* _Your objective_: Return the stretch of the data below from the line containing "Do you see the branch" through the line containing "0,205,94,243", reproducing every line unchanged.

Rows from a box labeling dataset
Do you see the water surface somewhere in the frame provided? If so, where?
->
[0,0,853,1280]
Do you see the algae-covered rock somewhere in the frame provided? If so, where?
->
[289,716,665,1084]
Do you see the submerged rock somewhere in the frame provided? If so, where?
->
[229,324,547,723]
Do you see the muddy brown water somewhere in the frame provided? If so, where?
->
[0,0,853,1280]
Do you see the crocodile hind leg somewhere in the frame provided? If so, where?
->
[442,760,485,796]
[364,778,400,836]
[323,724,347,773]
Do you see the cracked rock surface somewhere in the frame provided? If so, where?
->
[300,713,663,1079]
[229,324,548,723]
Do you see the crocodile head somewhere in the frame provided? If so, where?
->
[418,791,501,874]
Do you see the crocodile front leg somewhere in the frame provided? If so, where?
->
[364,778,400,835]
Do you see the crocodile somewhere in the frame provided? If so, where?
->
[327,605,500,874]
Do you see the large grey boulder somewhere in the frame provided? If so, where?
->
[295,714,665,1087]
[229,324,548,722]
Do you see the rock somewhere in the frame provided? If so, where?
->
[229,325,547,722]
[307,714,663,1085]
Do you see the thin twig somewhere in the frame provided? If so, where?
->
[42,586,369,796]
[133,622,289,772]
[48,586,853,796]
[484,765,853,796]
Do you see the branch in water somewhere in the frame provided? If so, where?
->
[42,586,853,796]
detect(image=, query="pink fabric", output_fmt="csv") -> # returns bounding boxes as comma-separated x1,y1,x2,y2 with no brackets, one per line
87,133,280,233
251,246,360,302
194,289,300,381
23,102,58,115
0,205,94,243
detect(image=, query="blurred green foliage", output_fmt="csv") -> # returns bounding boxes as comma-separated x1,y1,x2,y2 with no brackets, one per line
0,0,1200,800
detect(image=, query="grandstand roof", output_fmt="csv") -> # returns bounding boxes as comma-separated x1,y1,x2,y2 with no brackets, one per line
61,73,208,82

* _Reply_:
Do you see the branch in water somewhere in the frame provided? If so, where?
->
[42,586,853,796]
detect(image=, query="pink fabric", output_fmt="csv") -> # returns bounding boxes as comma-separated x1,y1,x2,y2 with no brackets, one per line
87,133,280,233
251,246,360,302
194,289,300,381
23,102,58,115
0,205,94,243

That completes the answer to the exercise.